# [Task description]
Please reproduce all the data exactly as written and omit the pictures.

# [Information supplied]
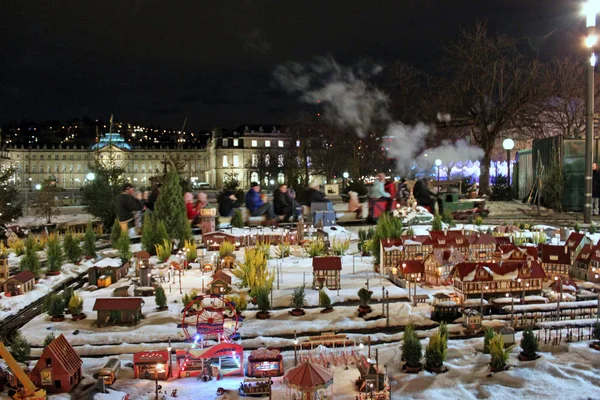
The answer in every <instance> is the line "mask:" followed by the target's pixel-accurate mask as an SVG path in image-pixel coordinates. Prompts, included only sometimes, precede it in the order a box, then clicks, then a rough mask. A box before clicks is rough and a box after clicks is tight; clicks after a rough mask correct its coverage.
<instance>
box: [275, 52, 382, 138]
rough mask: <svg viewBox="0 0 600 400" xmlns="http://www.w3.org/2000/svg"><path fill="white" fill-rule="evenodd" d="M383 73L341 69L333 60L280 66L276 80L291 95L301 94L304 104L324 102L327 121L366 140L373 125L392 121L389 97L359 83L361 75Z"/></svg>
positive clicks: (361, 70)
mask: <svg viewBox="0 0 600 400" xmlns="http://www.w3.org/2000/svg"><path fill="white" fill-rule="evenodd" d="M380 71H381V67H379V66H375V67H372V68H371V69H370V71H364V70H363V69H359V70H356V71H355V70H352V69H350V68H344V67H341V66H340V65H338V64H337V63H336V62H335V61H334V60H333V59H331V58H321V59H319V60H317V62H314V63H312V64H310V65H309V66H307V67H305V66H303V65H301V64H298V63H289V64H288V65H286V66H279V67H277V68H276V69H275V78H276V80H277V81H278V83H279V84H280V85H281V87H283V89H285V90H286V91H287V92H288V93H292V94H299V95H300V99H301V100H302V101H304V102H306V103H309V104H317V103H319V102H322V103H323V104H324V105H325V106H326V107H327V111H328V112H327V113H326V114H325V115H327V117H328V118H331V119H333V120H334V121H335V122H336V123H337V124H338V125H340V126H342V127H349V128H352V129H354V130H355V132H356V134H357V135H358V136H360V137H364V136H365V135H366V132H367V130H368V129H369V127H370V126H371V124H372V123H373V121H375V120H378V119H379V120H388V119H389V118H388V113H387V105H388V97H387V96H386V95H385V94H384V93H382V92H381V91H379V90H377V89H373V88H370V87H369V86H368V85H367V84H366V83H365V81H364V80H362V79H359V76H360V75H363V76H364V75H374V74H377V73H379V72H380Z"/></svg>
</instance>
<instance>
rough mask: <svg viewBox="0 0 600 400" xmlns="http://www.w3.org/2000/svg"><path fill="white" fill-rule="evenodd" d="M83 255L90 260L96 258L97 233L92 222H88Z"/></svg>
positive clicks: (84, 242) (83, 243) (85, 233)
mask: <svg viewBox="0 0 600 400" xmlns="http://www.w3.org/2000/svg"><path fill="white" fill-rule="evenodd" d="M83 255H84V256H86V257H89V258H95V257H96V233H94V227H93V226H92V222H91V221H90V222H88V225H87V228H86V230H85V235H84V236H83Z"/></svg>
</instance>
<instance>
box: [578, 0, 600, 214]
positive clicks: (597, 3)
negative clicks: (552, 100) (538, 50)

# [Output of the task]
The answer in every <instance> is the line "mask:" followed by the target's pixel-accurate mask as an SVG path in image-pixel coordinates. Prompts, included only sometimes, precede it in the order a box, then clicks, then a rough mask. A box before clicks is rough and a box after clicks is tight; clicks after a rough mask correct its coverage.
<instance>
box: [275, 52, 382, 138]
rough mask: <svg viewBox="0 0 600 400" xmlns="http://www.w3.org/2000/svg"><path fill="white" fill-rule="evenodd" d="M383 73L341 69L333 60L280 66L276 80L291 95L301 94L304 104L324 102L327 121L366 140L373 125L392 121L389 97L359 83L361 75Z"/></svg>
positive clicks: (361, 70)
mask: <svg viewBox="0 0 600 400" xmlns="http://www.w3.org/2000/svg"><path fill="white" fill-rule="evenodd" d="M380 71H381V67H379V66H375V67H372V68H371V69H370V71H364V70H363V69H359V70H356V71H355V70H352V69H350V68H344V67H341V66H340V65H338V64H337V63H336V62H335V61H334V60H333V59H331V58H321V59H319V60H317V62H314V63H312V64H310V65H309V66H307V67H305V66H303V65H301V64H298V63H289V64H288V65H286V66H279V67H277V68H276V69H275V78H276V80H277V81H278V83H279V84H280V85H281V87H283V89H285V90H286V91H287V92H288V93H292V94H299V95H300V99H301V100H302V101H304V102H306V103H309V104H317V103H319V102H322V103H323V104H324V105H325V106H326V107H327V111H328V112H327V113H326V114H325V115H327V117H328V118H331V119H333V120H334V121H335V122H336V123H337V124H338V125H340V126H342V127H349V128H352V129H354V130H355V132H356V134H357V135H358V136H360V137H364V136H365V135H366V132H367V130H368V129H369V127H370V126H371V124H372V123H373V121H375V120H378V119H379V120H388V119H389V118H388V113H387V105H388V97H387V96H386V95H385V94H384V93H382V92H381V91H379V90H377V89H373V88H370V87H369V86H368V85H367V84H366V83H365V81H364V80H362V79H359V76H360V75H363V76H364V75H374V74H377V73H379V72H380Z"/></svg>
</instance>
<instance>
rough mask: <svg viewBox="0 0 600 400" xmlns="http://www.w3.org/2000/svg"><path fill="white" fill-rule="evenodd" d="M83 255L90 260L96 258L97 233L92 222H88Z"/></svg>
positive clicks: (84, 242) (83, 243) (85, 233)
mask: <svg viewBox="0 0 600 400" xmlns="http://www.w3.org/2000/svg"><path fill="white" fill-rule="evenodd" d="M83 255H84V256H86V257H89V258H95V257H96V233H94V227H93V226H92V222H91V221H90V222H88V225H87V228H86V230H85V235H84V236H83Z"/></svg>
</instance>
<instance>
box: [578, 0, 600, 214]
positive clicks: (597, 3)
negative clicks: (552, 100) (538, 50)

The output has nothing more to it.